● Exercise directions: Repeat exactly the lines from the one containing "# point at: the white stone monument" through the last line of the records below, both included, and nothing else.

● Records for the task:
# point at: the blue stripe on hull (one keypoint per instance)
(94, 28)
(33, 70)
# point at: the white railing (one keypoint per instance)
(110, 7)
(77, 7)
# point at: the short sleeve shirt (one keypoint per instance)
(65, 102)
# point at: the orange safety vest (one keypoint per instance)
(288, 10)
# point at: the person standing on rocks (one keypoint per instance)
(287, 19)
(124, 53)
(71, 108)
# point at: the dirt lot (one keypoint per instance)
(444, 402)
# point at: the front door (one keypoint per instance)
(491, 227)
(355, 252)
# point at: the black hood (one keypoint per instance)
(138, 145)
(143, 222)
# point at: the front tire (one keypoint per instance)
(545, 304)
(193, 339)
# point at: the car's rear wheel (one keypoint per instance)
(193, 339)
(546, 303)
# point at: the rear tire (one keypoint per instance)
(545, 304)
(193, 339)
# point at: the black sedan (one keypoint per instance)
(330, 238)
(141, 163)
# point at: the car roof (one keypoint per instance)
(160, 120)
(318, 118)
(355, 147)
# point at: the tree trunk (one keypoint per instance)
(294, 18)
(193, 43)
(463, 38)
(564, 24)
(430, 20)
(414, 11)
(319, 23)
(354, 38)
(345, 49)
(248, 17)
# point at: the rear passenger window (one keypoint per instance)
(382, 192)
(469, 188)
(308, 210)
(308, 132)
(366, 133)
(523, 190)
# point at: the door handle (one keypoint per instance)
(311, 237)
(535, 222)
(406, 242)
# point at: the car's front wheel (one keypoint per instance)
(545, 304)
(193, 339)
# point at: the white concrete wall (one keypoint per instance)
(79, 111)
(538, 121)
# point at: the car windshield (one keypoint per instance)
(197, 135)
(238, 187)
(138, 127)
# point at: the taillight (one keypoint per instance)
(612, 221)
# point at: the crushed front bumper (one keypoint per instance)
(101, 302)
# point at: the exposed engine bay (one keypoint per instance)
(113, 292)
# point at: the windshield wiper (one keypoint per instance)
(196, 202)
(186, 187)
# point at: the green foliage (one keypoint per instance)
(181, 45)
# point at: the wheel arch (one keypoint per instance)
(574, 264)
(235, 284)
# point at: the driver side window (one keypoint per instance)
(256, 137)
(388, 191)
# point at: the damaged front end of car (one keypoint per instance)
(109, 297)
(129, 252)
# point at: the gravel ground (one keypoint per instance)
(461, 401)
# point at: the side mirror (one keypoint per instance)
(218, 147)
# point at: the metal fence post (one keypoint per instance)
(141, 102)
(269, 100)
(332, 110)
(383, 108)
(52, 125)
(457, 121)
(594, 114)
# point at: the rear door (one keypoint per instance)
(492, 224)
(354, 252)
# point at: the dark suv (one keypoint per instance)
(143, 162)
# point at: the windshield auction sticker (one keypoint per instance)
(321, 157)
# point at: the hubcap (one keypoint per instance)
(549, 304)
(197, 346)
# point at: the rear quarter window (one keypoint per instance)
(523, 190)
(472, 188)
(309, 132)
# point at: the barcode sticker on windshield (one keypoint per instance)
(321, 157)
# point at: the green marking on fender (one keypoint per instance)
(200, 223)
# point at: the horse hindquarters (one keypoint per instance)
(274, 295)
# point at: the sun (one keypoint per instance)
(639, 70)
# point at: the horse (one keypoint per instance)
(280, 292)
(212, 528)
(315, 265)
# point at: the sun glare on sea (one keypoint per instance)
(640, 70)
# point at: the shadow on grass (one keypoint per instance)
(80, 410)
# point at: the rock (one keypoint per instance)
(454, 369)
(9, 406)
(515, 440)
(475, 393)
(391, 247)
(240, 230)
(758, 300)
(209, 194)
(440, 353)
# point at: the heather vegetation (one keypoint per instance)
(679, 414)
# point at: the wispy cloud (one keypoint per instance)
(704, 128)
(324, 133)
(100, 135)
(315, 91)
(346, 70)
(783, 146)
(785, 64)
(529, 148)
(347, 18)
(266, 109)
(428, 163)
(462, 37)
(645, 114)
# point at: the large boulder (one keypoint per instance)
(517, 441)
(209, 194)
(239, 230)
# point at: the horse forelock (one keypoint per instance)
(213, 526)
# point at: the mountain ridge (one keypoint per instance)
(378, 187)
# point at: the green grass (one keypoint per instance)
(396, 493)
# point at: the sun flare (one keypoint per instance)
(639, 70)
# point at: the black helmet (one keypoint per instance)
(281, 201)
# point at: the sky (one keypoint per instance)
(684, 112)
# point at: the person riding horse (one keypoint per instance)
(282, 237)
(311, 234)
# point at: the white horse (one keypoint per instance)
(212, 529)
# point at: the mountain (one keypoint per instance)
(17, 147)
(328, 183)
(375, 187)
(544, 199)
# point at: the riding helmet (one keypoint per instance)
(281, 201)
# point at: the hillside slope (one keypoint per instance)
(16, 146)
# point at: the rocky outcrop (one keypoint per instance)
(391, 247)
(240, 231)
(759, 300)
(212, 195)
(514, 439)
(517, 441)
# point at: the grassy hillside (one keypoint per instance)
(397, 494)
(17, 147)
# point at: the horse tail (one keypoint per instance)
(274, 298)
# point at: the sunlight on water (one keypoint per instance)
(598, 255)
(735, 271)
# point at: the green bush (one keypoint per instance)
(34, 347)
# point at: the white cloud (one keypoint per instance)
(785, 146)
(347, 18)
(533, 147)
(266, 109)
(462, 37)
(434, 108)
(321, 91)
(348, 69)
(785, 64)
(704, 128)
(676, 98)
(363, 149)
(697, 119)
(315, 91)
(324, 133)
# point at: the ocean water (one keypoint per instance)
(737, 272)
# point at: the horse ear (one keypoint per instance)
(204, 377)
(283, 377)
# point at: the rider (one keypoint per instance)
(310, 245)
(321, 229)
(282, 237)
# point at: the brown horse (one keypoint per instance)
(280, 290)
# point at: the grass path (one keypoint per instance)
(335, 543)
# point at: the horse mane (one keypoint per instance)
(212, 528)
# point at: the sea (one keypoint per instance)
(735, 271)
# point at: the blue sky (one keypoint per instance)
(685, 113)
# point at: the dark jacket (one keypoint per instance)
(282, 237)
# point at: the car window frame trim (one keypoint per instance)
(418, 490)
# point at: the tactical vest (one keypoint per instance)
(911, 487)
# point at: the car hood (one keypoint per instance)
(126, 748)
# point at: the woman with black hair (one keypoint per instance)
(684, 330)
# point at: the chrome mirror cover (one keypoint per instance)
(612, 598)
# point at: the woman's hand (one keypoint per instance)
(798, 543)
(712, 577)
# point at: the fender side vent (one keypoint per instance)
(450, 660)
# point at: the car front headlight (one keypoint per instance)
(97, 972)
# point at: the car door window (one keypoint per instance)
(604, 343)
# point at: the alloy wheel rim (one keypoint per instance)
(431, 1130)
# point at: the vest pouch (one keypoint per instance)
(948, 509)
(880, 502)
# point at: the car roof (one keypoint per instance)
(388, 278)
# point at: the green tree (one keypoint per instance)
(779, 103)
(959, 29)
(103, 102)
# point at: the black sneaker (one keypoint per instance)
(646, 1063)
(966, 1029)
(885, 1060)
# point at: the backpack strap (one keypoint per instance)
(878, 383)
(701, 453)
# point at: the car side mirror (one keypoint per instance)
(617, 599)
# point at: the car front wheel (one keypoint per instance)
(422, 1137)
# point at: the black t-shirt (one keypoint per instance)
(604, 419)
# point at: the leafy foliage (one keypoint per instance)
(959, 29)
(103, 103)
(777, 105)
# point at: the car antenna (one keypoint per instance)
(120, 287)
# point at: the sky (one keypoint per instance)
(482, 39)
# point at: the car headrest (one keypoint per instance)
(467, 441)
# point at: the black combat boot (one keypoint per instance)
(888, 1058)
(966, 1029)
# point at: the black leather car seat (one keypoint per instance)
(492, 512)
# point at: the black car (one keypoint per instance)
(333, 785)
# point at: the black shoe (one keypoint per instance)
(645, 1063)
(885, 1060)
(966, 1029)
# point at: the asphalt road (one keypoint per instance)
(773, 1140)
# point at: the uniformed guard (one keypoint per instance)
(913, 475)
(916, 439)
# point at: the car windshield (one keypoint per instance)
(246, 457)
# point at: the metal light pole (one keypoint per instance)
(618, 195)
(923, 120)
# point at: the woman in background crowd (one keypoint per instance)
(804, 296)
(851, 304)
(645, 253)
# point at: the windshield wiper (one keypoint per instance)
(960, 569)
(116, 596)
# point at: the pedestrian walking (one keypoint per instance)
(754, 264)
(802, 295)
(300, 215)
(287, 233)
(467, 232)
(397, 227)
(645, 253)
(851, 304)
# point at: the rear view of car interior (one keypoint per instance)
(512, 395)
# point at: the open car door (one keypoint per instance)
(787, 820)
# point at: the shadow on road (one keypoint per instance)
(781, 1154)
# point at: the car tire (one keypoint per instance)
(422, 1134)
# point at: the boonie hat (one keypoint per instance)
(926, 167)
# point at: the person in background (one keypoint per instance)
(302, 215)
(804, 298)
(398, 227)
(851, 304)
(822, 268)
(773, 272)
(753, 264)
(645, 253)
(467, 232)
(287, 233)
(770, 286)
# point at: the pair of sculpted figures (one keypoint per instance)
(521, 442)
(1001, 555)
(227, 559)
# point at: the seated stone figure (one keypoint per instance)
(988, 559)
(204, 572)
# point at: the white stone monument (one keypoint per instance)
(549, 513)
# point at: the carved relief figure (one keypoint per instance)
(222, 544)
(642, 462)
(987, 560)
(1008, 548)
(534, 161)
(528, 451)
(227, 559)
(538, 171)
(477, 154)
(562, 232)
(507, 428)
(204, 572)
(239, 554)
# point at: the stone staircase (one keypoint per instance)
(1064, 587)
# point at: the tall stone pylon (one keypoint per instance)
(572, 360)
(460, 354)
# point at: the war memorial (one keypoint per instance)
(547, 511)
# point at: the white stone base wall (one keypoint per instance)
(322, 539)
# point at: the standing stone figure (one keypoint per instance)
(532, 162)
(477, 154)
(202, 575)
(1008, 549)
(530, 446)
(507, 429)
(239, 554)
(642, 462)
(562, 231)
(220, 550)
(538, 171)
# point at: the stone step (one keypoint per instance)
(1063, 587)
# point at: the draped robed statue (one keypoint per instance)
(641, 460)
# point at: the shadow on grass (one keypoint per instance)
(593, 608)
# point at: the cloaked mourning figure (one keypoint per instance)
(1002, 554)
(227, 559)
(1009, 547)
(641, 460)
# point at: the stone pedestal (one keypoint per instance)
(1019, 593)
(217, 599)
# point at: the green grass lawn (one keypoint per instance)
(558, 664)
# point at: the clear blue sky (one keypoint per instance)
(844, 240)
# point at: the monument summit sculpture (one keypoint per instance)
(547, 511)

● Written solution:
# point at: the white stone monument (one keypoint per instance)
(549, 513)
# point at: the carved relief figure (one keypoint per instance)
(222, 544)
(642, 462)
(987, 560)
(1008, 548)
(534, 161)
(528, 451)
(227, 559)
(538, 171)
(477, 154)
(562, 232)
(507, 428)
(204, 572)
(239, 554)
# point at: the stone staircase (one keypoint per instance)
(1064, 587)
# point at: the tall stone pylon (one keypoint per instance)
(572, 360)
(460, 354)
# point at: the war memorial (one keypoint per instance)
(547, 511)
# point at: the white stone base wall (one keypoint per instance)
(322, 539)
# point at: the standing stone figure (one keypoint per instance)
(532, 162)
(477, 154)
(202, 575)
(1008, 549)
(530, 446)
(507, 429)
(239, 554)
(642, 462)
(562, 231)
(220, 550)
(538, 171)
# point at: the stone step (one keypoint per instance)
(1063, 587)
# point at: the draped robed statue (one keypoint per instance)
(641, 460)
# point at: the shadow on grass (one keypoint per instance)
(593, 608)
# point at: the cloaked mourning figure (one keypoint per instance)
(1002, 554)
(227, 559)
(1009, 547)
(641, 460)
# point at: the stone pedestal (one keypoint per instance)
(1019, 593)
(217, 599)
# point at: the green grass lawn (one keypoint per instance)
(558, 664)
# point at: the clear blue sky (one keypoint per instance)
(844, 240)
# point at: the monument summit sculpture (one keypoint per instance)
(547, 511)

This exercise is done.